● **Extracted information**:
####################

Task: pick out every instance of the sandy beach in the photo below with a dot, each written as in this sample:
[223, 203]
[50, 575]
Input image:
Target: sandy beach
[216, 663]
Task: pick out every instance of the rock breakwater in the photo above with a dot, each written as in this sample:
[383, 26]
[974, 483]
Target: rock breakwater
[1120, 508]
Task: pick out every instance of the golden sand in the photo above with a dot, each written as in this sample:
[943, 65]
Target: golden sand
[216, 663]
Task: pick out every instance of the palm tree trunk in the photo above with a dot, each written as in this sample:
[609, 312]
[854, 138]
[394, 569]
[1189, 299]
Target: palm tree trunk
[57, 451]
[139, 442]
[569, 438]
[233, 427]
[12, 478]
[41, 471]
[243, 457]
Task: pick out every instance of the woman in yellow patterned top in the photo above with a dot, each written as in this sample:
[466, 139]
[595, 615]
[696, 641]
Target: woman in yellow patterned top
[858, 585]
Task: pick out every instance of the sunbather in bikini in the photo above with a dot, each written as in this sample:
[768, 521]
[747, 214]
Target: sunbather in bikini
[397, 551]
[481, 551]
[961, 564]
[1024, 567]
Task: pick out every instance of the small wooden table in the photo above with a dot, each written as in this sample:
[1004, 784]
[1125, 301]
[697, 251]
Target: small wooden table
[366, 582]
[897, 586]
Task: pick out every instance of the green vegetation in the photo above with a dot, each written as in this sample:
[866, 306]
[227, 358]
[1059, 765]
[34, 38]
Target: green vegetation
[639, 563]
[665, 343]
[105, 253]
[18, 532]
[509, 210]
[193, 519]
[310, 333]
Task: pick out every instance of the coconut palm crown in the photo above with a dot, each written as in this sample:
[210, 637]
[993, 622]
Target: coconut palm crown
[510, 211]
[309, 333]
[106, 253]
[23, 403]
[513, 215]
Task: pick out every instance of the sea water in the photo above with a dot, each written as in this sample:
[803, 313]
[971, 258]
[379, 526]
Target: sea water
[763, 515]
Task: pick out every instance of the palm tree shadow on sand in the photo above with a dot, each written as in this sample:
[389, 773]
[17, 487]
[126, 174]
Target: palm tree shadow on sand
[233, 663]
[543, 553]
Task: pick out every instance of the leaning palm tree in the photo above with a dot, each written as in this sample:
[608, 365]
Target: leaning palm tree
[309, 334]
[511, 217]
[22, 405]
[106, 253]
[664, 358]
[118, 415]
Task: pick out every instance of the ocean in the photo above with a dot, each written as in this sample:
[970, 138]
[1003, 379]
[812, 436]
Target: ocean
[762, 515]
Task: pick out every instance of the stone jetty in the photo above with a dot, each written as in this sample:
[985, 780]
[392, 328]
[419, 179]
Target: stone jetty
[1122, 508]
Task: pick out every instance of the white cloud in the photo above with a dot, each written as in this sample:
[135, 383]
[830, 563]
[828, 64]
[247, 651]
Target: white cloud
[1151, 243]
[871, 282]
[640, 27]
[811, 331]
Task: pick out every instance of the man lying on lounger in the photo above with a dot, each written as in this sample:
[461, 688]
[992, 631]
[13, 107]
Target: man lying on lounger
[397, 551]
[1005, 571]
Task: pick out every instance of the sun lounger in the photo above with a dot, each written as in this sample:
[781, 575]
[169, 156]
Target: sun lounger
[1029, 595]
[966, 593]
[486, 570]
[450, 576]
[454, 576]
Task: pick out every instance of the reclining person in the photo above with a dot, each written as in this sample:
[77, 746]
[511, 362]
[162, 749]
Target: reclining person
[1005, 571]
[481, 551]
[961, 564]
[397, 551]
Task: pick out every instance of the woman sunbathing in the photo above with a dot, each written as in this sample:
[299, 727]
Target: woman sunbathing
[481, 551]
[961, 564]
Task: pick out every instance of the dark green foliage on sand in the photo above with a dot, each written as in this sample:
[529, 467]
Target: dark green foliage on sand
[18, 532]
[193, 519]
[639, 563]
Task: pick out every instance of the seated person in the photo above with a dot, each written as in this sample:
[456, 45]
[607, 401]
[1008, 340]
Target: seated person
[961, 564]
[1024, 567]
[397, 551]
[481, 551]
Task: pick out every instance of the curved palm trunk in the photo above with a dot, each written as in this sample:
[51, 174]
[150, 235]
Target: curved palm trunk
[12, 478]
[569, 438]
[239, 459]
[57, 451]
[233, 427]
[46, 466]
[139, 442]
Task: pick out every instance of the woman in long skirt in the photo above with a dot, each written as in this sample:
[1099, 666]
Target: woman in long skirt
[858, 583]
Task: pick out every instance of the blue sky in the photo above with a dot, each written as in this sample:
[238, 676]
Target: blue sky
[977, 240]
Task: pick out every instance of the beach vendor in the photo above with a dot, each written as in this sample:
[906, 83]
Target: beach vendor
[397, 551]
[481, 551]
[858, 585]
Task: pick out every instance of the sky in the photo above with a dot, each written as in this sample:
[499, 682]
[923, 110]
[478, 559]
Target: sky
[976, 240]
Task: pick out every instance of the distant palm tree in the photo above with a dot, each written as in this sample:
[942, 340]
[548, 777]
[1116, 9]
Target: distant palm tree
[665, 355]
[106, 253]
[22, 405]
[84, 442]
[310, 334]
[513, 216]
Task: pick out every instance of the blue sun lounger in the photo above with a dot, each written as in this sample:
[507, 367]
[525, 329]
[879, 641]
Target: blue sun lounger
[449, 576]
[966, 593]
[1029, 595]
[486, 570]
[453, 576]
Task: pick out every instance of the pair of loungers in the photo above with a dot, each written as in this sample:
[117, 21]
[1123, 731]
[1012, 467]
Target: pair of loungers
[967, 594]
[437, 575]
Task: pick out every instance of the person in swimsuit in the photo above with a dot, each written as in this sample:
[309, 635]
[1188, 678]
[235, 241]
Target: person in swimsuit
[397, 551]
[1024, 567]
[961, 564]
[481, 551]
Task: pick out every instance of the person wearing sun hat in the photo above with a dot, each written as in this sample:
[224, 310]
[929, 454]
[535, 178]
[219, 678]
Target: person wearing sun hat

####################

● **Problem to work on**: From the records above, pull every line that has the string "wearing" and copy it.

● **Output for this task**:
Task: pick out every instance of the person wearing sun hat in the photo above with a dot, each written as in this sample:
Target: person wearing sun hat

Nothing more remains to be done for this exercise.